*Document passage*.
* * * * *
As Slobodan Milosevic fought for his political life in Belgrade, Secretary of State Madeleine Albright condemned him and expressed support for his opposition—while at the same time acting as if the State Department would do everything in its power to help Milosevic survive.
“Kostunica not Clinton administration’s man,” reported UPI’s Martin Sieff on September 25, a day after the Yugoslav presidential election. The former professor is “far from welcome to the Clinton administration”:
Kostunica is not pro-American. He is as virulent a critic of recent U.S. policies as Milosevic himself. And he has said he is determined not to give an inch on the Kosovo issue . . . From the Clinton administration’s point of view, the trouble with Kostunica is precisely that he does appear to . . . express the democratic aspirations of the Serbian people. The only trouble is that they are not the aspirations that the Clinton administration would like them to be.
Sieff’s assessment was supported by a stream of otherwise inexplicable official “leaks” from Washington about the millions of dollars supposedly given by the U.S. government to the opposition in Serbia. The opening shot came on September 19, just five days before the election, in a front-page story in the Washington Post that seemed to reinforce Milosevic’s contention that the opposition was in the pay of the Western powers. The story was swiftly translated into Serbian and carried by the Milosevic-controlled media. Opposition supporters were outraged. As Reuters reported from Belgrade on September 26:
“We do not need their help. Statements like this are not helping the opposition at all, ” said Gordana, a 35-year-old civil engineer. “If they want Milosevic to leave, they should keep quiet,” she said. “They should remember that although the majority of citizens are against Milosevic, we have not forgotten that they bombed us.”
One of the three leading French dailies, Liberation, reported on September 23 that American “confessions” of covert support to the opposition were a boon to Milosevic, who constantly accused his political opponents of being a fifth column:
On that pretext he represses . . . unfriendly media or organizations. All admittedly were flooded [with] European and American money. “Faxes, surveys, polls, plane tickets, photocopiers, seminars abroad, media . . . All that is paid by us, and back-up stations in Hungary,” testifies a former employee to the State Department, who had worked on the assistance to the Balkans . . .
* * * * *
*Record set*.
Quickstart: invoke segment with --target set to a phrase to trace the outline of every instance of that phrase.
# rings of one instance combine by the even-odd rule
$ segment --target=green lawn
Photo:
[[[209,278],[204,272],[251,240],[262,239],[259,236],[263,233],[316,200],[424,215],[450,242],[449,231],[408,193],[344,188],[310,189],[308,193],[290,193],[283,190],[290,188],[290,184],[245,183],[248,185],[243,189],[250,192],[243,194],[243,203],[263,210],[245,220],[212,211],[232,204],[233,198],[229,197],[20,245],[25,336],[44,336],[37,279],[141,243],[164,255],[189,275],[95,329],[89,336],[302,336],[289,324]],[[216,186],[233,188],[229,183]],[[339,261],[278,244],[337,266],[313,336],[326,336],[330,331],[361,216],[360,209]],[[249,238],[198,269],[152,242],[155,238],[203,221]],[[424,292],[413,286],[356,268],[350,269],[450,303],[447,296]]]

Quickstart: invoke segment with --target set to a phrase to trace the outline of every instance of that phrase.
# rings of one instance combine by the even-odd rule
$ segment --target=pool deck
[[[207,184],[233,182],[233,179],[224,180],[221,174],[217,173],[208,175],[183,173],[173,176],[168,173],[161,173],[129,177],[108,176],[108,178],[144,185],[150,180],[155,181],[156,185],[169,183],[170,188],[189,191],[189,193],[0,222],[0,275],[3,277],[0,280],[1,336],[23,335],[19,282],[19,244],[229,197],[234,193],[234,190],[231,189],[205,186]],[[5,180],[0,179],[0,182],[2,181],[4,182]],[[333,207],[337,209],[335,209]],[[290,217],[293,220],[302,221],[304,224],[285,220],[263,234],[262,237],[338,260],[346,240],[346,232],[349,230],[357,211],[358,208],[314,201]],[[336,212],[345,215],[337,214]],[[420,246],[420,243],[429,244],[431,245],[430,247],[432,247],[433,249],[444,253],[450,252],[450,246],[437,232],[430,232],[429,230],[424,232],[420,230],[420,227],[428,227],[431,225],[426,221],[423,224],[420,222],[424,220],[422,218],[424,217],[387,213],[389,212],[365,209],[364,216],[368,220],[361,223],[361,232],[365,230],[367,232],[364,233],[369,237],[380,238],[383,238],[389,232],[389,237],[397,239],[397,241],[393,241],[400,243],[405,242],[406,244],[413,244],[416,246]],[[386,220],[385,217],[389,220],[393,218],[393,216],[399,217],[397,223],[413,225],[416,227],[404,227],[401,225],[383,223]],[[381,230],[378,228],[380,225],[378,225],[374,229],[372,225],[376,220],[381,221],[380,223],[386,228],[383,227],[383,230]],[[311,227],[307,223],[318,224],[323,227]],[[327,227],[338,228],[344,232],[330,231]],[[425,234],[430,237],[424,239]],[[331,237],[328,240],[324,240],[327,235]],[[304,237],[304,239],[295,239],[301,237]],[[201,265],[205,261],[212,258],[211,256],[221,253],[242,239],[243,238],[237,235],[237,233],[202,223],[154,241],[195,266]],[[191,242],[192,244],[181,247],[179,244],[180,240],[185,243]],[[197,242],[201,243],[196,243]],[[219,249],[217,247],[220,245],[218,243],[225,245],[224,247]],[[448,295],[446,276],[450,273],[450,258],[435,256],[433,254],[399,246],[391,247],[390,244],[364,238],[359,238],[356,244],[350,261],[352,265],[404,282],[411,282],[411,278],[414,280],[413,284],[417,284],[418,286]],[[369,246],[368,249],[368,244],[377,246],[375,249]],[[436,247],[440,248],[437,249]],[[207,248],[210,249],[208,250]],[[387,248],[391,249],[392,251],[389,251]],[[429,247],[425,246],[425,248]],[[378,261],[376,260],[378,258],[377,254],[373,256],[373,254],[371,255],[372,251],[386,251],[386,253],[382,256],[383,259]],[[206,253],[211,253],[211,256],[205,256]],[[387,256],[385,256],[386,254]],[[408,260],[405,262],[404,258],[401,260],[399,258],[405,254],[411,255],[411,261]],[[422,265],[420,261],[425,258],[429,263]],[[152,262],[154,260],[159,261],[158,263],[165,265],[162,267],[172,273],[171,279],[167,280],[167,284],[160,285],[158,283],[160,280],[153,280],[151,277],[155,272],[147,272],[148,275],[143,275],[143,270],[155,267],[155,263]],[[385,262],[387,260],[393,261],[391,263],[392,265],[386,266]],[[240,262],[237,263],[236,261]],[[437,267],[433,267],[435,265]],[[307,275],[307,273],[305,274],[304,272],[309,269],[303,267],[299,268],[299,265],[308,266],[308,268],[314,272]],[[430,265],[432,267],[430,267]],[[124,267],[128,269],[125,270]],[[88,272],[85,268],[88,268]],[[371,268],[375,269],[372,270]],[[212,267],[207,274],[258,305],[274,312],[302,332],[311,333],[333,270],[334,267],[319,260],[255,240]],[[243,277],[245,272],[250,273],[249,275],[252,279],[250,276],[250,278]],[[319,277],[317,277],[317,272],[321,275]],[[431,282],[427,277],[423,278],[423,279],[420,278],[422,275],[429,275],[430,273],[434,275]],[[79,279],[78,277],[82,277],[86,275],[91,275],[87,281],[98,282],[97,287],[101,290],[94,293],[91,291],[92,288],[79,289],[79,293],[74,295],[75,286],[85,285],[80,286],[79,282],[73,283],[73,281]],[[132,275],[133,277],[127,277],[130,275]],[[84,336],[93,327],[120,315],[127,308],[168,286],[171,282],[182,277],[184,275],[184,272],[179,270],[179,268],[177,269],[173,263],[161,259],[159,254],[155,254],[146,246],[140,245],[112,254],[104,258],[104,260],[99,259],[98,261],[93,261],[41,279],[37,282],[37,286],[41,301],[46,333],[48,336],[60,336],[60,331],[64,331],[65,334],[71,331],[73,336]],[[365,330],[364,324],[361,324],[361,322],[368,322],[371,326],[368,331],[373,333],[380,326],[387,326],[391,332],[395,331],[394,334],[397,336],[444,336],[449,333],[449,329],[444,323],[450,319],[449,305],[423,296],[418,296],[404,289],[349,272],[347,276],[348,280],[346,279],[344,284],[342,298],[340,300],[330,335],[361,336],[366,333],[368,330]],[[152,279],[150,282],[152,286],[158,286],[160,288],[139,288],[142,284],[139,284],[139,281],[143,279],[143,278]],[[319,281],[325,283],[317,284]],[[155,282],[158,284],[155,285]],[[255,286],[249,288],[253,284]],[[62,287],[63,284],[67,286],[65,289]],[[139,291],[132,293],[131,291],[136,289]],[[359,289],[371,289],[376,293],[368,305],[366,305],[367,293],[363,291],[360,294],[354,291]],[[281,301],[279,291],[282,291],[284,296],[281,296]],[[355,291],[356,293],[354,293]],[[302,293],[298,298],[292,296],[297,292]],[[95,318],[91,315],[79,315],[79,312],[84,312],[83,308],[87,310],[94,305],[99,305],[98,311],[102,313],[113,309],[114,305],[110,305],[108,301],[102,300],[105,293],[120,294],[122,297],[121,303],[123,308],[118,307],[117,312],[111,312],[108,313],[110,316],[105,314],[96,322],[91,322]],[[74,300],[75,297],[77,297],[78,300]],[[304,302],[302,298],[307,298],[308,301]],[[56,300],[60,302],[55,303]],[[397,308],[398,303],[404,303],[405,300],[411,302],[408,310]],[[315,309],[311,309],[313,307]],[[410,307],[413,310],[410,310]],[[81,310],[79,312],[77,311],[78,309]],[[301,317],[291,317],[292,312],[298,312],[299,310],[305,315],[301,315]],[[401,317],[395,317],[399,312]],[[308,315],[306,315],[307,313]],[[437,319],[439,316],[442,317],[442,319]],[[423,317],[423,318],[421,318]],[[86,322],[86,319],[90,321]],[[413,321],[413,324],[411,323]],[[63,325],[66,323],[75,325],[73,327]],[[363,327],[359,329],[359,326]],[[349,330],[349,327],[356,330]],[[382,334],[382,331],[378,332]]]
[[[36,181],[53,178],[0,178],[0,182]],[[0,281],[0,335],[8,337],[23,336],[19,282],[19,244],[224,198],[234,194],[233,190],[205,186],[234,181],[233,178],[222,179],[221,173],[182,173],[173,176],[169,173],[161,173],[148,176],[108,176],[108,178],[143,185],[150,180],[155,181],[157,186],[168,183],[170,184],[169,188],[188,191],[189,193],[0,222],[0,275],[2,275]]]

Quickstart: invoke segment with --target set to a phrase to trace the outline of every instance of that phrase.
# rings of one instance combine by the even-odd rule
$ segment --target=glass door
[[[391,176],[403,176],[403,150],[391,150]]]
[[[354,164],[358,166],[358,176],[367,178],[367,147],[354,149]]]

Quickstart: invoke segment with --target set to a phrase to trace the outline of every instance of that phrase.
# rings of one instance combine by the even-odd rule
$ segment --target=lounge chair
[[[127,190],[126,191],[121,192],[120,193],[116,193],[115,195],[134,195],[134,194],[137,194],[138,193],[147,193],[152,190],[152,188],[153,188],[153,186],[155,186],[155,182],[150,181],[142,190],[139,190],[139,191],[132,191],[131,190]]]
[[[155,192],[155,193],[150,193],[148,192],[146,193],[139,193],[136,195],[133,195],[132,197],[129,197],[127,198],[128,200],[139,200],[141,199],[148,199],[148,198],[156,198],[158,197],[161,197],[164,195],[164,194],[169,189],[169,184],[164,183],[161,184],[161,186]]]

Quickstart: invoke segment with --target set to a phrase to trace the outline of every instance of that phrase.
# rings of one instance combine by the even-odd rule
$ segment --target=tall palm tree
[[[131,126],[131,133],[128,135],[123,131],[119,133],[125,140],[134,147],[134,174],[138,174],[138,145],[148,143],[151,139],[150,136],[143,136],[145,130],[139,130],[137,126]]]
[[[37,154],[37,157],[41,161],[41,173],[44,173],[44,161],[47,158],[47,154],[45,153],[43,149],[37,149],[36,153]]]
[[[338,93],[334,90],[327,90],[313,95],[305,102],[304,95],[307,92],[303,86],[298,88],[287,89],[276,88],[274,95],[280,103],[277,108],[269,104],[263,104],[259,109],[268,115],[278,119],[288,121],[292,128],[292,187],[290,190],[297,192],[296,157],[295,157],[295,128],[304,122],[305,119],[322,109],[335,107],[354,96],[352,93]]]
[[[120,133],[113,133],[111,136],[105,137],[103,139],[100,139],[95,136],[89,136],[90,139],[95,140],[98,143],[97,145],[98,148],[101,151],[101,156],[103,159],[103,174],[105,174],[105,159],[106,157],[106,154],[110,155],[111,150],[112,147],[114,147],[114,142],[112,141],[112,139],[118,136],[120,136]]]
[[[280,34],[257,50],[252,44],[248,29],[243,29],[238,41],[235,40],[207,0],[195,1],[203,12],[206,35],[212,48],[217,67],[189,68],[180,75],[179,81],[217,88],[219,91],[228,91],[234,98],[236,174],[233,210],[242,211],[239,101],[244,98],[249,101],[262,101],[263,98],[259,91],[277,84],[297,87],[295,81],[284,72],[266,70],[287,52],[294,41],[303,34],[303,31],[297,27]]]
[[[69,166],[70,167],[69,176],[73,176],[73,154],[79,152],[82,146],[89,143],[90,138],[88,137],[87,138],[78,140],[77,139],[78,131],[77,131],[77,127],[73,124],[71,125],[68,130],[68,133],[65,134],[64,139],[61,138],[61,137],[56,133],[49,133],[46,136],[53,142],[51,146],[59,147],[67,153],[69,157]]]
* * * * *
*Task*.
Can you write the next part of the article on U.S. policy toward Milosevic and the Yugoslav presidential election, picking up after its last sentence?

*Solved exercise*.
On September 29, as the post-election struggle in Belgrade intensified, American diplomats in Budapest provided the Associated Press with more pro-Milosevic ammunition. As the AP’s George Jahn reported from the Hungarian capital:
The United States funneled $35 million to opponents of Yugoslav President Slobodan Milosevic in little more than a year as part of efforts to weaken him that culminated in his apparent electoral defeat . . . . U.S. diplomats in the region say much of the American money was spent on computers for human rights groups, transmitters for independent B2-92 radio and other non-governmental radio stations and other basics for student organizations and labor unions, such as fax machines and telephones. The funds even paid for a rock band that played at events to mobilize voters ahead of the Sept. 24 elections . . . More money appears to be on the way. The House of Representatives passed a bill Monday authorizing $60 million for further pro-democracy activities in Serbia.
In fact, that bill—H.R. 1064—was designed to continue the sanctions regardless of whether Milosevic fell from power. Under H.R. 1064, the sanctions are to be kept in place until Milosevic’s successor complies with every demand from Washington, including the delivery of all indicted war criminals to The Hague. The intent of the bill was apparent from the comments made by Sen. Joseph Biden (DDE) when he introduced it:
To be blunt: respect for Dayton and cooperation with The Hague Tribunal must be litmus tests for any democratic government in Serbia. . . . [If] Mr. Kostunica comes to power and thinks that his undeniable and praiseworthy democratic credentials will enable him to pursue an aggressive Serbian nationalist policy with a kinder face, then we must disabuse him of this notion . . . Should our West European allies choose to embrace a post-Milosevic, democratically elected, but ultra-nationalistic Serbia, then I would say to them good luck . . .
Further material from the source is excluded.